Referring expression pointing data:
..........
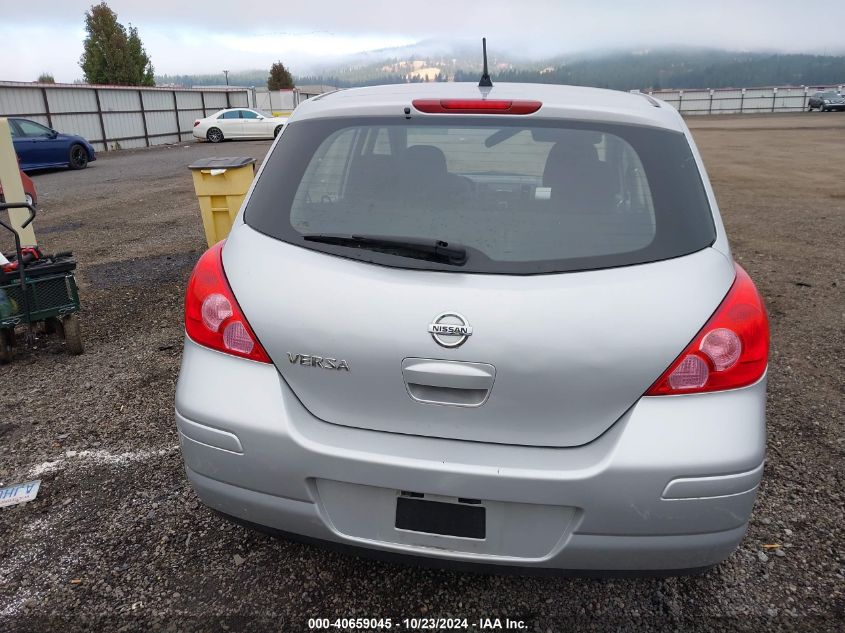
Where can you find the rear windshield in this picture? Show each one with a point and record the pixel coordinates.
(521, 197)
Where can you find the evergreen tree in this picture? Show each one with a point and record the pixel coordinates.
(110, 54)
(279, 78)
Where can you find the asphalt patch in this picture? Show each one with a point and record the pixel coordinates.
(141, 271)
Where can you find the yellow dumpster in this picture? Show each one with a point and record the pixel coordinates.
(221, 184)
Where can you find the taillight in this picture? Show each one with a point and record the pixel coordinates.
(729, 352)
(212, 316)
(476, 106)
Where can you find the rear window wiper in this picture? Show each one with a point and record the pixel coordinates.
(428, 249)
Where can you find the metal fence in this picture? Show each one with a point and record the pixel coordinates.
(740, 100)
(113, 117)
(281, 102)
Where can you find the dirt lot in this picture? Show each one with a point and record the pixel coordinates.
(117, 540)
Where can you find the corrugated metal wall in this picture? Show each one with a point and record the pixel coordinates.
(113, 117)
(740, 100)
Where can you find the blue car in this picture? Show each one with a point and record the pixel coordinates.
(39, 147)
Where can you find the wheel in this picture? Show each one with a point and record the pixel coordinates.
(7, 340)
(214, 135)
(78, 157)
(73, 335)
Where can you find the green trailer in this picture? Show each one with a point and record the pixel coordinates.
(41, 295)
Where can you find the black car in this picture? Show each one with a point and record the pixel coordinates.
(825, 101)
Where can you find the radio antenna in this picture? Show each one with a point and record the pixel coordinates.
..........
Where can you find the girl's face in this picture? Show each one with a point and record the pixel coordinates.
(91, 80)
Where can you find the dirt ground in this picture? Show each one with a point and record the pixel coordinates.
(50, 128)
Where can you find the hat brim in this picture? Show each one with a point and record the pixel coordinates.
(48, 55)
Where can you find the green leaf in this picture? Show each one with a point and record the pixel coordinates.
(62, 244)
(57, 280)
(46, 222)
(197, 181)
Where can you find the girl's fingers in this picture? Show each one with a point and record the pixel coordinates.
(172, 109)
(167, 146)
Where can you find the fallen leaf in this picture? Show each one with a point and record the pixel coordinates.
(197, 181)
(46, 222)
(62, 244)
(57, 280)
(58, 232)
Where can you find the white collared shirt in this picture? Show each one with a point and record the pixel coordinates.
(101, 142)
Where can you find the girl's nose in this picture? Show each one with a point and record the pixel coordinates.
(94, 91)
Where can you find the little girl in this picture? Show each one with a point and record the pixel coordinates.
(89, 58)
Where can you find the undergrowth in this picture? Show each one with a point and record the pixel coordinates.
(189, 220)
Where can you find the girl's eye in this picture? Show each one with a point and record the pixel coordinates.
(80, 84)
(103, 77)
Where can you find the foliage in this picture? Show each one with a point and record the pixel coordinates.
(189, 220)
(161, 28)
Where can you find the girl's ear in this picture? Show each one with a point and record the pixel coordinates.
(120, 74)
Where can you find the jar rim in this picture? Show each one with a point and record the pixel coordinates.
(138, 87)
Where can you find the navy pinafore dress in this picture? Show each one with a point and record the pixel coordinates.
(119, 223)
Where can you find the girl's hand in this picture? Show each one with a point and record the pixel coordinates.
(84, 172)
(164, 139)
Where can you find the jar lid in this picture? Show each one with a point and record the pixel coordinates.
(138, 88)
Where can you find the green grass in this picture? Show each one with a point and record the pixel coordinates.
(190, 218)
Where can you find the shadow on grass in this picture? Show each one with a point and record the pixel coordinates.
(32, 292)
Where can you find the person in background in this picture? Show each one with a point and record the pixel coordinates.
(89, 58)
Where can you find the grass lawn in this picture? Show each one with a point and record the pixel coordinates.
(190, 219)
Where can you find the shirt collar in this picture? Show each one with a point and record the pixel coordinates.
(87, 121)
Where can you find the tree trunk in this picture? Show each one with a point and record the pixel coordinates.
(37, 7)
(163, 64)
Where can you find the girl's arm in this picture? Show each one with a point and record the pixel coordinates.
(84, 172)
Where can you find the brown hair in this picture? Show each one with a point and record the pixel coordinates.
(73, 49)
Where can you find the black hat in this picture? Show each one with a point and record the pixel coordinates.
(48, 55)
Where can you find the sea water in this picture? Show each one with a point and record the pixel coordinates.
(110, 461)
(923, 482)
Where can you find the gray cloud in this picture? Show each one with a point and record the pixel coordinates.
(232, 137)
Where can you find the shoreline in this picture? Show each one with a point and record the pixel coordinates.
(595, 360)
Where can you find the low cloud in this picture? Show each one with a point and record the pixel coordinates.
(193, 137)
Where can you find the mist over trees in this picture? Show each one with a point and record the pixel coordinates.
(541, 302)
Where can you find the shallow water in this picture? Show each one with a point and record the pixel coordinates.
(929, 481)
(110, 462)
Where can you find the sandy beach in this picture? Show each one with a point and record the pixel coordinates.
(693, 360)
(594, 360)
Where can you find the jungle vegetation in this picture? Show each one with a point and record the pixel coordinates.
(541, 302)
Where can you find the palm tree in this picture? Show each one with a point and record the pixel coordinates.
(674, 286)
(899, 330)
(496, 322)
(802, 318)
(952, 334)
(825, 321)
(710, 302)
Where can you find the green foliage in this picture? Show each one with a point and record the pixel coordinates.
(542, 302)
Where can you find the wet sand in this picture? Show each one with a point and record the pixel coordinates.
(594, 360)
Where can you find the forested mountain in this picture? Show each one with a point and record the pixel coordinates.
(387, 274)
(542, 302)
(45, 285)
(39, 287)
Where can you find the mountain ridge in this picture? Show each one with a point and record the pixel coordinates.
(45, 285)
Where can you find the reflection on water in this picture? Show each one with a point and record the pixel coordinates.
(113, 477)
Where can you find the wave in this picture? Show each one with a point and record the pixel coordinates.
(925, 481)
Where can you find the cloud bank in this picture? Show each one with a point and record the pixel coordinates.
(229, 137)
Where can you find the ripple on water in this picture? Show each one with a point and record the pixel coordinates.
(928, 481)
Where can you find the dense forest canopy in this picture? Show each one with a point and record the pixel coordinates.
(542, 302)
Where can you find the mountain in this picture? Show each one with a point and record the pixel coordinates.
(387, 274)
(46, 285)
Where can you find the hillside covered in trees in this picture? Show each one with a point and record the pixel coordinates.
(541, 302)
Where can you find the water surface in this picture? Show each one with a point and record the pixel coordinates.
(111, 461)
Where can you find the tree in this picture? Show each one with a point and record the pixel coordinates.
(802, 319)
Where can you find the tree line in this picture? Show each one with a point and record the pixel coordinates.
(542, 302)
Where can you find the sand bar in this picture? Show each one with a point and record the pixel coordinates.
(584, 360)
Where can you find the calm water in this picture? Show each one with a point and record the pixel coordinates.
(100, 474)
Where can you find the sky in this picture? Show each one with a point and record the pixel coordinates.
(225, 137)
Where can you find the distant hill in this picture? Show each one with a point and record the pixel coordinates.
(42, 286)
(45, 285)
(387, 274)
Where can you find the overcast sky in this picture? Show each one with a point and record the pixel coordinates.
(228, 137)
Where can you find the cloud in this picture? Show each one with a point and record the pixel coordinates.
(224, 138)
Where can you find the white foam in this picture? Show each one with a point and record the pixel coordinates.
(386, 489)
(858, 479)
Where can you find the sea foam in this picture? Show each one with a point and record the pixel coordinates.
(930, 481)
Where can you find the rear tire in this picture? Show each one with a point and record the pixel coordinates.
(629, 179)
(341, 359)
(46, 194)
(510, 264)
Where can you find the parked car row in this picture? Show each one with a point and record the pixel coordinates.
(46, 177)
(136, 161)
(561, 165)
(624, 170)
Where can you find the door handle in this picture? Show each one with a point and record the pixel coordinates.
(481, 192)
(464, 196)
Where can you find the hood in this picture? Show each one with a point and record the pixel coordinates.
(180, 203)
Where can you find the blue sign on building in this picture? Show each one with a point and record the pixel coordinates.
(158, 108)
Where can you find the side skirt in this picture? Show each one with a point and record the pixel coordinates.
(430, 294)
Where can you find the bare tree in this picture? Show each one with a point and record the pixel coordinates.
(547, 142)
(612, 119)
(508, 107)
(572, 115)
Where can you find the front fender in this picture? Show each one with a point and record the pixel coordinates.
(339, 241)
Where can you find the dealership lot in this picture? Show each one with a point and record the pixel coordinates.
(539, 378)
..........
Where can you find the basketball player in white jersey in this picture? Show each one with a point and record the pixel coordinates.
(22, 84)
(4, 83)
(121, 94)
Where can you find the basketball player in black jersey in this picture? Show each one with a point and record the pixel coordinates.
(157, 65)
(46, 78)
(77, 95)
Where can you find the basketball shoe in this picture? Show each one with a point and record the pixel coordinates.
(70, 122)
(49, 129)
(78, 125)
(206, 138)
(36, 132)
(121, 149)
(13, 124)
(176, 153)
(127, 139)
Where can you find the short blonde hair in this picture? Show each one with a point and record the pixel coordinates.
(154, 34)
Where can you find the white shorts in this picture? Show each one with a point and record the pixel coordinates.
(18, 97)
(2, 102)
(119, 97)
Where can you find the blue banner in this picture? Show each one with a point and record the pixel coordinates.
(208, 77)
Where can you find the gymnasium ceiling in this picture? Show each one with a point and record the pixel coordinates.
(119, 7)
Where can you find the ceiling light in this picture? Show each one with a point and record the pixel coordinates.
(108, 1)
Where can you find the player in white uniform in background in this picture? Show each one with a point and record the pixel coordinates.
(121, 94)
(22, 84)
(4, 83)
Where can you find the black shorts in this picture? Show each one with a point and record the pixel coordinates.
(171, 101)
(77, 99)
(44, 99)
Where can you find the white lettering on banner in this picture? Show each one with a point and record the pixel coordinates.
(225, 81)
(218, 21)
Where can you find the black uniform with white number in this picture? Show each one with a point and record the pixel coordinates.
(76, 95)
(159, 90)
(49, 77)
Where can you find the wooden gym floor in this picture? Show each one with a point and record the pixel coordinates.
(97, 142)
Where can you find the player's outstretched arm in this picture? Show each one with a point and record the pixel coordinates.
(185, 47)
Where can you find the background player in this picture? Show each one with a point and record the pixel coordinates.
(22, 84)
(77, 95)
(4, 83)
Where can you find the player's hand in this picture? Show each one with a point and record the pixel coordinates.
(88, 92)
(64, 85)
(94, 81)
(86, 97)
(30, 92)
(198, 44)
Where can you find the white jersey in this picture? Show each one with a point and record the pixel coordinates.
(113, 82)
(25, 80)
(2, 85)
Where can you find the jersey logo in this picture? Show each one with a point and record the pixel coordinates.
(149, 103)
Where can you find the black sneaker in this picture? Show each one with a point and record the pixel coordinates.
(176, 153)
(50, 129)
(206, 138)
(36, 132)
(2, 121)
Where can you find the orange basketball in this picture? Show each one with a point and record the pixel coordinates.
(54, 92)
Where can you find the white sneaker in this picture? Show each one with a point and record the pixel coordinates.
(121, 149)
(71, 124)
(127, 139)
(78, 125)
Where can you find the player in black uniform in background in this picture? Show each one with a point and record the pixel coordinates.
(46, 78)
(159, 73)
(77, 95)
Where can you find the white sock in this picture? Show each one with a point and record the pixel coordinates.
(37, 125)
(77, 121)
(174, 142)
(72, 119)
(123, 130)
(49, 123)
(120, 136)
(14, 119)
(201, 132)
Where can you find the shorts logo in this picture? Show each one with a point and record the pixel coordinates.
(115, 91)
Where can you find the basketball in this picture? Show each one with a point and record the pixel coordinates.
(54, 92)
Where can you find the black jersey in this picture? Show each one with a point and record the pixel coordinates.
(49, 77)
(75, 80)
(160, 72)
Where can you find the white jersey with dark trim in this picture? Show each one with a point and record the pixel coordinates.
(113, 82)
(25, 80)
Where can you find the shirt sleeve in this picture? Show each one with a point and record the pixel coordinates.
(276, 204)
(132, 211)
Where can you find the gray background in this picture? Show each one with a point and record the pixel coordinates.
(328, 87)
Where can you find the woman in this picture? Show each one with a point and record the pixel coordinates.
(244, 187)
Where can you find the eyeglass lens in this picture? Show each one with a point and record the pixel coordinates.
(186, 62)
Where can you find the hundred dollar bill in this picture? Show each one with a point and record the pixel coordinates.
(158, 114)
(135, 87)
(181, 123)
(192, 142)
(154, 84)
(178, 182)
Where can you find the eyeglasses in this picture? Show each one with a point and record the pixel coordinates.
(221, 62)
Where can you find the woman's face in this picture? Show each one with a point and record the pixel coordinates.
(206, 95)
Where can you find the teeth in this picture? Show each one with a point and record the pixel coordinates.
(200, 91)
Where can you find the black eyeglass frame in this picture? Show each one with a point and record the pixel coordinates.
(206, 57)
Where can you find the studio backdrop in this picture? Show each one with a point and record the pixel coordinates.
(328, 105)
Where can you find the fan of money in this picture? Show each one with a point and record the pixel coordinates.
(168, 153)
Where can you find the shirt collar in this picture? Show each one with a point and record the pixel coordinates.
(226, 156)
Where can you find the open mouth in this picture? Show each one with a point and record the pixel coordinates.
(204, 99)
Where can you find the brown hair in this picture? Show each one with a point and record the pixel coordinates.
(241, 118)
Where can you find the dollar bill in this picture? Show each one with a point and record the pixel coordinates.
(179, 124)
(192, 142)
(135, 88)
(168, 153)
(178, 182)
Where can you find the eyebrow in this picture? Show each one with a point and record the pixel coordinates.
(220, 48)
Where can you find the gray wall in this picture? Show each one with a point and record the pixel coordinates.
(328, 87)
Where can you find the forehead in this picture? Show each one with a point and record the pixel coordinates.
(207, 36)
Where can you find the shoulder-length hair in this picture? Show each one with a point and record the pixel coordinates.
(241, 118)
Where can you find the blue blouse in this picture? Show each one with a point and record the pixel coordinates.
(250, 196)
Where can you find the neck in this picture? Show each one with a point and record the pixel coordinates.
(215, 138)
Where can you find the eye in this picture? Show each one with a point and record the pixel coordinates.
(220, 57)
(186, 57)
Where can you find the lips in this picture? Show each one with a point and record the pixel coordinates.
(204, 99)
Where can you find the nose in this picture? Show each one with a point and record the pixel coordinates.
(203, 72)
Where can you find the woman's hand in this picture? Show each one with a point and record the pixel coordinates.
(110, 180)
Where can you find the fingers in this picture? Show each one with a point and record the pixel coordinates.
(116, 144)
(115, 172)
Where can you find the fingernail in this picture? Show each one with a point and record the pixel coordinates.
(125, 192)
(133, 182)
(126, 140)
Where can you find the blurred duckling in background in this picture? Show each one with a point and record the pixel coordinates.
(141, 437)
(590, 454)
..........
[Goal of the exercise] Give back exactly the lines above, from the line containing "Where can you find the rear windshield" through the line containing "Where can you find the radio", with both end lines and nothing more.

[Response to the task]
Where can you find the rear windshield in this picture? Show each one with a point and record the pixel coordinates.
(521, 197)
Where can you find the evergreen tree in this picture? Show each one with a point and record the pixel coordinates.
(110, 54)
(279, 78)
Where can you find the asphalt patch in this picture? Show each one with a point and record the pixel coordinates.
(141, 271)
Where can you find the yellow dumpster in this picture? Show each one with a point and record the pixel coordinates.
(221, 184)
Where can you find the taillight in this picture? Show each one with a point and record the pixel coordinates.
(729, 352)
(212, 316)
(476, 106)
Where can you find the rear window wiper in this picture? Show each one with a point and record the pixel coordinates.
(428, 249)
Where can you find the metal fence in this picture? Show each one with a point and record the pixel coordinates.
(740, 100)
(113, 117)
(281, 102)
Where can you find the dirt lot in this picture? Show each one with a point and record the pixel coordinates.
(117, 540)
Where can you find the corrugated metal wall in this picture? Show each one with a point and record the pixel coordinates.
(113, 117)
(740, 100)
Where can you find the blue car in this picture? Show each one with a point and record the pixel coordinates.
(39, 147)
Where can you find the wheel in this picture? Show each one with a point and record the pixel coordinates.
(7, 340)
(214, 135)
(78, 157)
(73, 335)
Where can you find the green trailer in this picture? Show each one with a point and record the pixel coordinates.
(41, 295)
Where can you find the black car in this picture? Show each one with a point and record the pixel coordinates.
(825, 101)
Where can you find the radio antenna in this picture? Show each one with a point and record the pixel coordinates.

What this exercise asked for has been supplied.